AUSZUG:
Bilder zum Vergrößern im PopUp anklicken

Wen wundert es da, daß seinerzeit ein großes Interesse im Kreise der Privatpiloten zu verzeichnen war, als hierzulande die Bemühungen um die Einführung einer Klasse für ultraleichte Hubschrauber wie in Italien auf ihrem Höhepunkt war. Dabei ging es damals nicht einmal um die Senkung des Ausbildungsniveaus von Privathubschrauberpiloten, als vielmehr um die Einrichtung einer fliegerischen Klasse, die nach dem Vorbild der hiesigen ultraleichten Luftsportgeräte das Hubschrauberfliegen erschwinglicher hätte machen können.

Doch die sagenumwobene Fähigkeit von Hubschraubern, in der Luft anhalten und auf der Stelle stehenbleiben und sogar seit- oder rückwärts fliegen zu können, wird landläufig als die größte Herausforderung an die Geschicklichkeit von Piloten dargestellt und eben dieses sollte seinerzeit das fadenscheinige Hauptargument dagegen werden, in Deutschland das Fliegen mit ultraleichten Hubschraubern zuzulassen.
Der damalig amtierende Bundesverkehrsminister Müntefering ließ erklärend antworten, weshalb es keine UL-Hubschrauber geben sollte, daß unter anderem der Betrieb dieser Geräte eine ständig erhöhte Konzentration erfordere, was deren Freizeitwert einschränke. Auch müsse eine, im Vergleich zu ULs, umfangreichere Ausbildung vorausgesetzt werden. Eine solche lag damals durchaus vor und diese orientierte sich in Theorie und Praxis eng am privaten Hubschrauberflugschein PPL-E. Daß man beim Motorradfahren auch nicht schlafen kann, muß bezüglich der währenddessen erforderlichen Aufmerksamkeit wohl nicht explizit erwähnt werden und daß die italienischen UL-Hubschrauberpiloten schon seit Jahren etwas tun, was nach Einschätzung deutscher Behörden hiesigen Privatpiloten gar nicht zuzusprechen ist, belegt die Eindimensionalität der regierungsseitig getroffenen Entscheidung gegen UL-Hubschrauber.

Beispiele für Punktmarkierungen
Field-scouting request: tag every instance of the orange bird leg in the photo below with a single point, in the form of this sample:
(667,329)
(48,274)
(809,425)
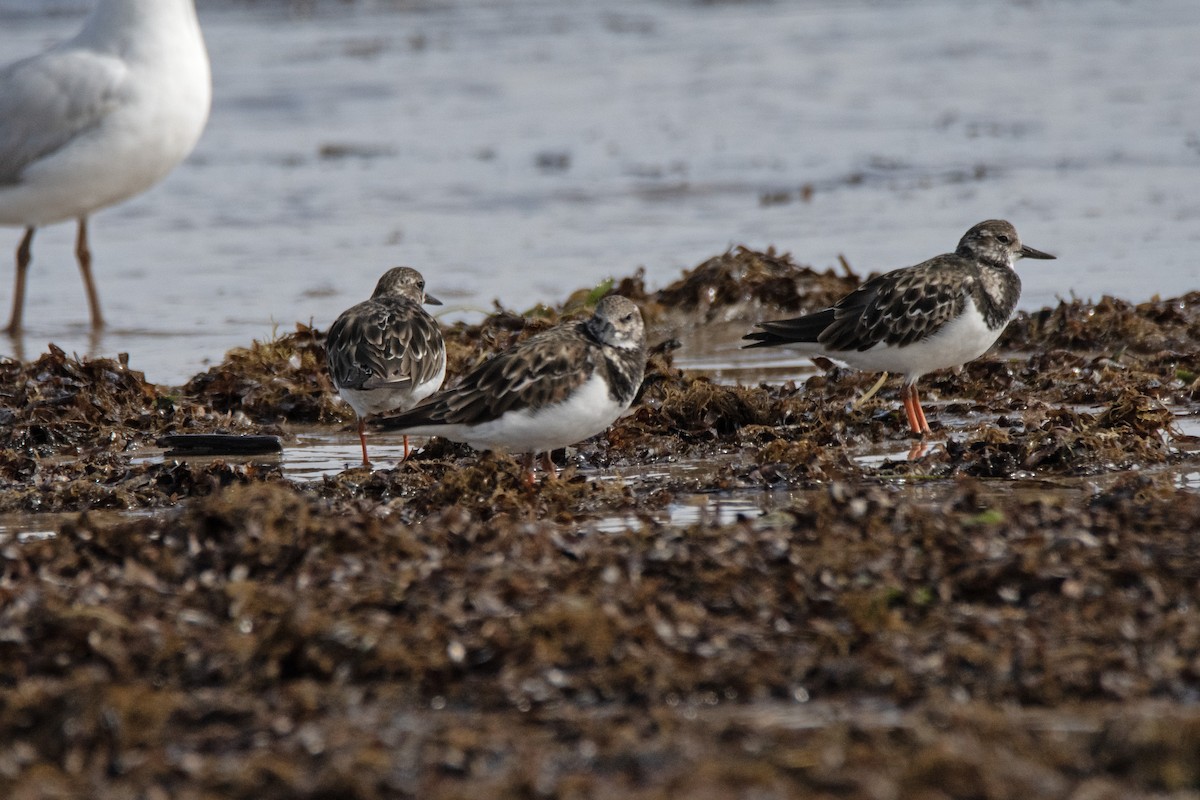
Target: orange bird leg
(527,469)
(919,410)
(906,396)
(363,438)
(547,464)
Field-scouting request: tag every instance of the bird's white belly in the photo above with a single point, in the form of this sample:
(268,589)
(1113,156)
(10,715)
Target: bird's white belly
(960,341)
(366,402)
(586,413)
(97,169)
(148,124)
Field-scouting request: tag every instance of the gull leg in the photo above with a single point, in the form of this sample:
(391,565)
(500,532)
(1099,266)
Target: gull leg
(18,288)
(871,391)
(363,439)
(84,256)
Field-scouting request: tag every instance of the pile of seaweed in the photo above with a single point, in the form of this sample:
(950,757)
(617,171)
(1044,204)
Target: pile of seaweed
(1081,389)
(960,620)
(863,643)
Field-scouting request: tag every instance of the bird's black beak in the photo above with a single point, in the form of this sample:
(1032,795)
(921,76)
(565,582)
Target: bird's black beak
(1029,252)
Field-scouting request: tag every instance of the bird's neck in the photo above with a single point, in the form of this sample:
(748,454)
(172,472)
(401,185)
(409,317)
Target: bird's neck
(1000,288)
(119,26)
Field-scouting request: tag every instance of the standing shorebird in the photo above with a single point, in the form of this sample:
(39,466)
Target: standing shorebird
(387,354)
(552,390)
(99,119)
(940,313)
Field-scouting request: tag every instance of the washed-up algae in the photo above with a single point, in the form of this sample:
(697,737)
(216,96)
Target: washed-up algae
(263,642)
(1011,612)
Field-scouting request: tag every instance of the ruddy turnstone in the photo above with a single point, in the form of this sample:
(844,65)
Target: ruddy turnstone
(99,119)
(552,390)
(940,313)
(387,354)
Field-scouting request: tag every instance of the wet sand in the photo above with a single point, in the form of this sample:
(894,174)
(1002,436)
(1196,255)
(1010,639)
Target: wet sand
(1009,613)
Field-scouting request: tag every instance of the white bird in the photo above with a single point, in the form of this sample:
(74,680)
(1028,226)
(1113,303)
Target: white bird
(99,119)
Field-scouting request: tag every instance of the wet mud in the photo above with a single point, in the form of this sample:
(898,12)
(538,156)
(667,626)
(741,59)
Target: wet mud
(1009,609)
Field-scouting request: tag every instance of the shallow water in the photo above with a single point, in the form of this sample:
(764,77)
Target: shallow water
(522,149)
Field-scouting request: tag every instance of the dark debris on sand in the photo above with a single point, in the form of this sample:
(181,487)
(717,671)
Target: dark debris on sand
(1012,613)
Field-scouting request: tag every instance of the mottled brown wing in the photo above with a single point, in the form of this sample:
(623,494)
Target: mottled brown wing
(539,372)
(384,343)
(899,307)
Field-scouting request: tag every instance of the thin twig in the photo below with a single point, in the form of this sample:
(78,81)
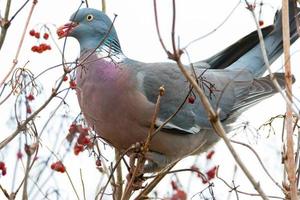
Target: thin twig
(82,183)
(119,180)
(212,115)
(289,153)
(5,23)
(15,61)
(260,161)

ARBEITSAUFTRÄGE:
1 – Gib die Zeilen der Auflistung von der Zeile mit „Field-scouting request: tag every instance of the thin“ bis zum Ende der Auflistung erneut wieder und ersetze darin „twig“ durch „branch“, ohne sonst etwas zu ändern. Lass das Bild dabei weg.
2 – Schreibe den Auszug über die Ablehnung ultraleichter Hubschrauber in Deutschland im Anschluss an seinen letzten Satz weiter.

LÖSUNGEN:
1 –
Field-scouting request: tag every instance of the thin branch in the photo below with a single point, in the form of this sample:
(78,81)
Target: thin branch
(82,183)
(119,180)
(212,115)
(289,153)
(5,23)
(15,61)
(260,161)

2 –
Auf eine Vielzahl enttäuschter Nachfragen wurde vom Luftfahrtbundesamt zwar beschwichtigend als Alternative die mögliche Schaffung einer VLR-Klasse mit vereinfachtem Muster-Zulassungsverfahren genannt, doch gab es damals, 1999, wie heute kein einziges leichtes Hubschraubermuster, das den hierzulande ebensowenig existierenden VLR-Bauvorschriften entspräche. Ein Paradoxon in sich, das überdies durch die Existenz einer solchen VLR-Kategorie zumindest in Italien relativiert werden muß.

Dort und auch andernorts haben sich immerhin zwei Unternehmungen über die Jahre gehalten und entgegen manch' schwieriger nationaler Rahmenbedingung an der Weiterentwicklung ihres Hubschraubers festgehalten. Da ist zum einen der Masquito M80 eines belgischen Untermehmens und zum anderen der schon beinahe als betagt zu bezeichnende Dragonfly 333 AC mit zuvor genannter italienischer VLR-Zulassung.
Der Dragonfly - hier in einer Aufnahme aus dem Jahr 1997 - erhielt ein Jahr zuvor von der italienischen Luftfahrtbehörde (RAI) seine Zulassung als Very Light Rotorcraft nach FAR 27 für Hubschrauber.

Die Entwicklung des belgischen Masquito begann 1994 und der erste Prototyp flog zwei Jahre später.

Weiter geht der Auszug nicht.